◆ **TEXT PROVIDED**
----
My First Million
The best business ideas come from noticing what's working and doing it better, faster, or for a different audience.
VCs aren't actually investors seeking maximum returns - they're money managers selling startups as an asset class to LPs, creating misaligned incentives for long-term value creation
The Reasoning
VCs need to raise next fund from LPs every 2-3 years, requiring portfolio companies that can show quick markups for fundraising, not necessarily companies with best long-term prospects
What Needs to Be True
- LP evaluation cycles are shorter than startup value creation cycles
- VC career advancement depends more on fundraising than actual returns
- Portfolio companies optimized for next fundraising round over business fundamentals
Counterargument
Top-tier VCs have proven track records and patient capital that allows for longer development cycles
What Would Change This View
Evidence that VC returns correlate with fund raising ability rather than actual portfolio performance over 10+ year periods
Implications for Builders
Expect traditional VCs to pass on genuinely innovative but slow-developing companies
Consider alternative funding sources for hard tech and long cycle businesses
Structure deals to align with actual business development rather than fundraising cycles
Example Application
“Boom struggled with traditional VC fundraising because supersonic jets take 10+ years to show returns, but VCs need portfolio markups every 2-3 years for their own fundraising.”
----
◆ **PROMPT A**
From the venture capital text, list every point under the heading "What Needs to Be True."
◆ **PROMPT B**
For each statement, say yes or no to whether it agrees with the venture capital text, and quote the words that decide it. (i) VCs have to raise their next fund from LPs every 2-3 years. (ii) LP evaluation cycles are longer than startup value creation cycles. (iii) Supersonic jets take 10+ years to show returns.

◆ **RAW DATA**
----
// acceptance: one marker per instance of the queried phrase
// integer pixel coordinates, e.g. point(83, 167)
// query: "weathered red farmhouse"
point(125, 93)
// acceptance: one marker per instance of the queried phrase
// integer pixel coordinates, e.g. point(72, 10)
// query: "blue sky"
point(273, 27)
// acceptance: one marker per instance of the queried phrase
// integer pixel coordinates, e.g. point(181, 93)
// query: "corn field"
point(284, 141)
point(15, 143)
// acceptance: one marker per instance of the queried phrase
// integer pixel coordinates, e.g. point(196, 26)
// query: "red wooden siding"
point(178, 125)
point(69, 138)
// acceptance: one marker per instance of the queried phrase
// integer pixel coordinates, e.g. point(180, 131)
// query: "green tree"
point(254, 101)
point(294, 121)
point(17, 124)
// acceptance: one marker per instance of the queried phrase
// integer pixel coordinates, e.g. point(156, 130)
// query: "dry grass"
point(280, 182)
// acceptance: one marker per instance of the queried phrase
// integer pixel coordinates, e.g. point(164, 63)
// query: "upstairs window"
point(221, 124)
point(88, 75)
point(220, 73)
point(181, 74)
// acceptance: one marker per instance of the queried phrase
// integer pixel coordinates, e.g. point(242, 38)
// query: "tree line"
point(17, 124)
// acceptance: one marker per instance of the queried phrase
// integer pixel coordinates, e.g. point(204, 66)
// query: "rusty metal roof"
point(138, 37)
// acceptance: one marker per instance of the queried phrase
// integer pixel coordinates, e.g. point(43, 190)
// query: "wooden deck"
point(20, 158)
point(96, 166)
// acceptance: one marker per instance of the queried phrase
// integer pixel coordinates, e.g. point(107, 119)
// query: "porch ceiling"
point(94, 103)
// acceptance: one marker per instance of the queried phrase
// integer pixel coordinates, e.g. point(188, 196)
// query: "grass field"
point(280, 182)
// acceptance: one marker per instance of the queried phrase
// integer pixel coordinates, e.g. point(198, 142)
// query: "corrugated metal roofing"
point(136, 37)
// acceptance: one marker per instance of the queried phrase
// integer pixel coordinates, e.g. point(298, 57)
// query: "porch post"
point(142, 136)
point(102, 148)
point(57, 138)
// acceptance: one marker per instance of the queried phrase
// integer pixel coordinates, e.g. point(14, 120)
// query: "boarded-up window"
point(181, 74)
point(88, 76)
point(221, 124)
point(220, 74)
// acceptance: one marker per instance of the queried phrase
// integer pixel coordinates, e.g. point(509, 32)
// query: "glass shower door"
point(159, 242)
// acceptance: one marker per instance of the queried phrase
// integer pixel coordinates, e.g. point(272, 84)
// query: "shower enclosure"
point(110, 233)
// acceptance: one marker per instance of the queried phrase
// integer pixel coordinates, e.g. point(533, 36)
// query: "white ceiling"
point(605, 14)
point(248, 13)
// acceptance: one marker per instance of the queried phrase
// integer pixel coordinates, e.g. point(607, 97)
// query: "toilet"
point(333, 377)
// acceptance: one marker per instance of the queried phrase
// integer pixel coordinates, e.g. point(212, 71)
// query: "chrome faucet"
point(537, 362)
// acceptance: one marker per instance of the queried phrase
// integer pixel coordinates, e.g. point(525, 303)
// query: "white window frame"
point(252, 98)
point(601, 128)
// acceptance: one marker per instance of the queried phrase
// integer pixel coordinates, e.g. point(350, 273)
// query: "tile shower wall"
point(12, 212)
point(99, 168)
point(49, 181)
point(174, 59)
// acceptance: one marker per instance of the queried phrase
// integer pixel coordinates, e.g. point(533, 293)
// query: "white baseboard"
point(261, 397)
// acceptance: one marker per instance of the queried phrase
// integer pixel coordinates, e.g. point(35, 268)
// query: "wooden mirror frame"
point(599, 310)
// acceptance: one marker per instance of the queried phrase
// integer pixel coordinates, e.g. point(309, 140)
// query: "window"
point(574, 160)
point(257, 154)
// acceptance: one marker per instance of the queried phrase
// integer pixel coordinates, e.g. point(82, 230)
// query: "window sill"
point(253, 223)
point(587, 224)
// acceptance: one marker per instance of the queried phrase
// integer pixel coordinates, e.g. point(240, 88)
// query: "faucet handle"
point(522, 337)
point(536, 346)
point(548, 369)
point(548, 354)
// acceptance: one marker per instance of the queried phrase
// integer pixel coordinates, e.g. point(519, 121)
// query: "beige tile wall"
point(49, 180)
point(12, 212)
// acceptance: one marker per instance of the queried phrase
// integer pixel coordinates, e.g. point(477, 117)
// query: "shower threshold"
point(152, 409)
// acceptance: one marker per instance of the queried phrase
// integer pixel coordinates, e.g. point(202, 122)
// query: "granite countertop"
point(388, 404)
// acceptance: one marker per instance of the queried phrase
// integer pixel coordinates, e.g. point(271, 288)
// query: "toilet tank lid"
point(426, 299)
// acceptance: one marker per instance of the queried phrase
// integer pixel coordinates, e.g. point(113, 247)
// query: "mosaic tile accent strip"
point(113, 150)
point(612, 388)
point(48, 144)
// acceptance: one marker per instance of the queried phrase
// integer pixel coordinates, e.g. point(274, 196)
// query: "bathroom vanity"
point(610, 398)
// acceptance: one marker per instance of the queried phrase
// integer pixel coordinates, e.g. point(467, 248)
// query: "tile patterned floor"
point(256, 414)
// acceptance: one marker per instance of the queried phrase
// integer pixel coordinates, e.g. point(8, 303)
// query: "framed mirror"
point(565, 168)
----
◆ **YOUR SOLUTION A**
- LP evaluation cycles are shorter than startup value creation cycles
- VC career advancement depends more on fundraising than actual returns
- Portfolio companies optimized for next fundraising round over business fundamentals

◆ **YOUR SOLUTION B**
(i) Yes: "VCs need to raise next fund from LPs every 2-3 years"
(ii) No: "LP evaluation cycles are shorter than startup value creation cycles"
(iii) Yes: "supersonic jets take 10+ years to show returns"